» ANGEZEIGTER TEXT
Wenn sich der Jaguar durch den Maisdschungel frisst

Durch ein Meer aus welken Blättern und reifen Kolben lenkt Jens Hoge den ‚Jaguar‘. Wenn es gut läuft, frisst sich der Feldhäcksler durch rund 2,5 Hektar Mais pro Stunde.
Durch ein Meer aus welken Blättern und reifen Kolben lenkt Jens Hoge den ‚Jaguar‘. Wenn es gut läuft, frisst sich der Feldhäcksler durch rund 2,5 Hektar Mais pro Stunde. Foto: Ulrike Havermeyer

Rentner, die mit ihrem Dackel Gassi gehen, halten inne. Junge Mütter parken ihre kleinkindbeladenen Buggys und staunen mit dem Nachwuchs um die Wette. Joggende Mittdreißiger erstarren in der Bewegung: Wenn früh am Morgen der Jaguar durch den Dschungel gleich neben dem Bürgersteig bricht, dann ahnt auch der Nichtlandwirt, dass der regionale Ackerbau große emotionale Momente birgt. Die herbstliche Maisernte, zu der sich die stählernen Giganten – vom 460-PS-starken Feldhäcksler, Typ ‚Jaguar Speedster‘, bis zum viele Tonnen schweren Allrad-Schlepper – treffen, gehört zweifellos dazu.

» BEREITGESTELLTE DATEN

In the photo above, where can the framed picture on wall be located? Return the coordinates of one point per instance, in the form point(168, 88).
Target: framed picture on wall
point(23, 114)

» SCHRIFTLICHE AUFGABE 1
Wie viel Mais bewältigt der Feldhäcksler laut dem Text über die herbstliche Maisernte pro Stunde, wenn es gut läuft?
» SCHRIFTLICHE AUFGABE 2
Führen Sie den Text über die herbstliche Maisernte im Anschluss an seinen letzten Satz fort.

» SCHRIFTLICHE ANTWORT 1
Rund 2,5 Hektar Mais pro Stunde.

» SCHRIFTLICHE ANTWORT 2
40 Fußballfelder Winterfutter

Morgens um sieben hat die Ernte längst begonnen. Norbert Lamping stiefelt über den flockigen Hügel. Einen gelben Plastikrechen in der Hand, formt der Landwirt aus Alt-Lotte den fein gehäckselten Futtermais zu einer sauberen Abschlusskante. Ein paar Meter neben ihm erledigt der Walzentraktor das Grobe – und, zugegeben, auch das Meiste: Mit einem riesigen Planierschild ebnet der ‚New Holland‘ die Winternahrung für Lampings Mastbullen ein. Der rund 14 Tonnen schwere Schlepper verdichtet die herb duftende Masse unter seiner breiten Zwillingsbereifung. 28 Hektar Mais – umgerechnet eine Fläche von etwa 40 Fußballfeldern – verwandeln sich hier in zwei kompakte Silagehaufen.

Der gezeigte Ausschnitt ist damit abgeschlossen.